Restate all of the records below exactly. Do not carry over any image.
Segment Open
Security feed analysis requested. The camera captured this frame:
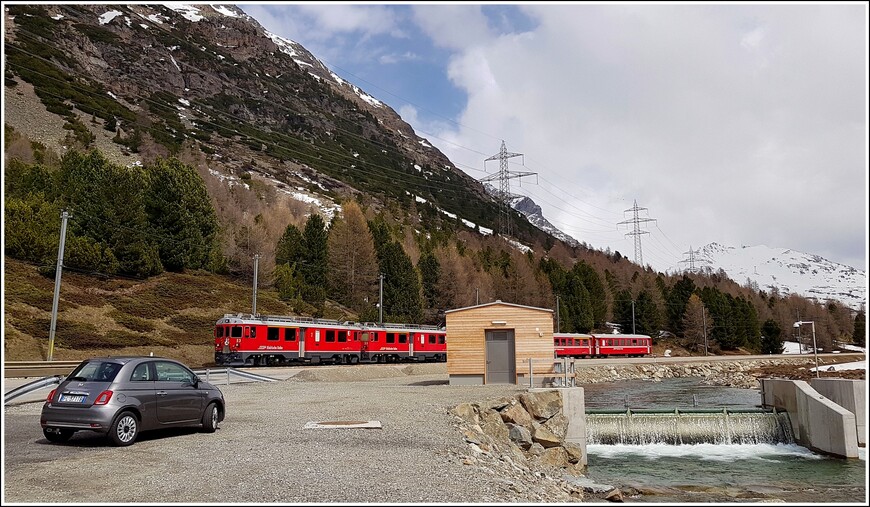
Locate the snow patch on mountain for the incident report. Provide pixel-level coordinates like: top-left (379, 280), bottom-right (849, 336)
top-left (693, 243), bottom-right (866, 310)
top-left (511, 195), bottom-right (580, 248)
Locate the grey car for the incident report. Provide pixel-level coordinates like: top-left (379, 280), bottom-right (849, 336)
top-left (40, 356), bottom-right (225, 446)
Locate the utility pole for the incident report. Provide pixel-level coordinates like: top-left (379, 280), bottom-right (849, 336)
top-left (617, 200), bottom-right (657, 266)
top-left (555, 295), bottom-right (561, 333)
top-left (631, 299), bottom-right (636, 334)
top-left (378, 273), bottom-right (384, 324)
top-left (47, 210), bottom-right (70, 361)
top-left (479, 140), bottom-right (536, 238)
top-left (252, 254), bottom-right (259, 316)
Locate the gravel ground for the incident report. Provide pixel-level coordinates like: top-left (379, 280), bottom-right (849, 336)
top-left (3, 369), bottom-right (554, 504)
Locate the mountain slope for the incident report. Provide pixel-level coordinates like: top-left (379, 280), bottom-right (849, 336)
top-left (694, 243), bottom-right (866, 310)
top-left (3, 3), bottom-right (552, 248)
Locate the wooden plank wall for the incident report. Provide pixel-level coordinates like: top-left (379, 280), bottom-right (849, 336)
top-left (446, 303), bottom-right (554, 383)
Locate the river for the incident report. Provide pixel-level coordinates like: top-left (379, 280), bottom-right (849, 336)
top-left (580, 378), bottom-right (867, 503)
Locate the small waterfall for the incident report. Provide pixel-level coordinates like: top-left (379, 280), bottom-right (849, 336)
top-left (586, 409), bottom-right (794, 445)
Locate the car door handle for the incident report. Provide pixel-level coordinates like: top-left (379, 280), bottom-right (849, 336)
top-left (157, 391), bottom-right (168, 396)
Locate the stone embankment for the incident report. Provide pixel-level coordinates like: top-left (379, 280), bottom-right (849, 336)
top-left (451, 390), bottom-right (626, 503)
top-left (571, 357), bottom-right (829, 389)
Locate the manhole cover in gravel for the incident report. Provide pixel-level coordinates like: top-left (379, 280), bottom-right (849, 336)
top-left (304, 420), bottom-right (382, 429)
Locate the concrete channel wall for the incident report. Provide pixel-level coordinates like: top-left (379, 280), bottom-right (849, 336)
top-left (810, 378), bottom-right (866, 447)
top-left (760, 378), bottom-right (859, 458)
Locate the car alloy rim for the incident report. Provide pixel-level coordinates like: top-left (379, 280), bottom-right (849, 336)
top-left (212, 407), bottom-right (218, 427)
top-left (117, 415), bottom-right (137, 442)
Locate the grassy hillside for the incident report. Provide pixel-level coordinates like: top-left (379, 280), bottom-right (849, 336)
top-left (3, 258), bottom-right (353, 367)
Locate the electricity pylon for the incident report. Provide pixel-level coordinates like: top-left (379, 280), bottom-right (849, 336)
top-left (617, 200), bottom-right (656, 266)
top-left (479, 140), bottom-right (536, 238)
Segment Closed
**Answer to this problem:**
Security feed analysis requested. The camera captured this frame:
Locate the snow patch on mountain for the incident report. Provide pixel-level coordinates like: top-left (379, 280), bottom-right (849, 336)
top-left (693, 243), bottom-right (866, 310)
top-left (511, 195), bottom-right (580, 248)
Locate the grey car for the incident report. Provide pixel-level coordinates like: top-left (379, 280), bottom-right (849, 336)
top-left (40, 356), bottom-right (225, 446)
Locate the utility pole for the incident report. Provide pixel-level coordinates like: top-left (379, 280), bottom-right (849, 336)
top-left (617, 200), bottom-right (657, 266)
top-left (555, 295), bottom-right (561, 333)
top-left (631, 299), bottom-right (636, 334)
top-left (378, 273), bottom-right (384, 324)
top-left (47, 210), bottom-right (70, 361)
top-left (479, 140), bottom-right (536, 238)
top-left (252, 254), bottom-right (259, 316)
Locate the gravel ground for the incident report. Provide pixel-level coordinates like: top-left (379, 280), bottom-right (849, 336)
top-left (3, 369), bottom-right (554, 504)
Locate the mountain slope for the incident report. Provide pixel-level coordinates like: top-left (379, 280), bottom-right (849, 336)
top-left (694, 243), bottom-right (866, 310)
top-left (3, 3), bottom-right (552, 248)
Locate the wooden plank wall for the incident report. Provide pixel-level coordinates like: top-left (379, 280), bottom-right (849, 336)
top-left (446, 303), bottom-right (554, 383)
Locate the river for the incident report. Provide pixel-level coordinates like: top-left (379, 280), bottom-right (849, 336)
top-left (580, 378), bottom-right (867, 503)
Locate the small waterfall for the incident report. Provide pixel-level coordinates like: top-left (379, 280), bottom-right (849, 336)
top-left (586, 409), bottom-right (794, 445)
Locate the car door handle for the incident report. Provide pixel-level coordinates like: top-left (379, 280), bottom-right (849, 336)
top-left (157, 391), bottom-right (168, 396)
Locate the stone embankment for the incident report. Provide pixel-level coordinates like: top-left (379, 280), bottom-right (849, 336)
top-left (451, 390), bottom-right (626, 503)
top-left (571, 357), bottom-right (829, 389)
Locate the manhole cover in gravel for the incident report. Provide pixel-level coordinates like: top-left (379, 280), bottom-right (849, 336)
top-left (304, 420), bottom-right (382, 429)
Locate the concrete channel wall for the incident report. Provide pixel-level coordinates like: top-left (379, 280), bottom-right (849, 336)
top-left (810, 378), bottom-right (866, 447)
top-left (760, 378), bottom-right (859, 458)
Locate the car alloy rim for the incident report. Provide pixel-level coordinates like: top-left (379, 280), bottom-right (849, 336)
top-left (212, 407), bottom-right (218, 427)
top-left (117, 415), bottom-right (137, 442)
Locate the grassy hillside for the incident report. Provide pixel-level coordinates like: top-left (379, 280), bottom-right (849, 336)
top-left (3, 258), bottom-right (353, 367)
Locate the electricity pylon for the incident report. Provide pixel-level coordinates like: top-left (379, 280), bottom-right (849, 336)
top-left (617, 200), bottom-right (656, 266)
top-left (479, 140), bottom-right (536, 238)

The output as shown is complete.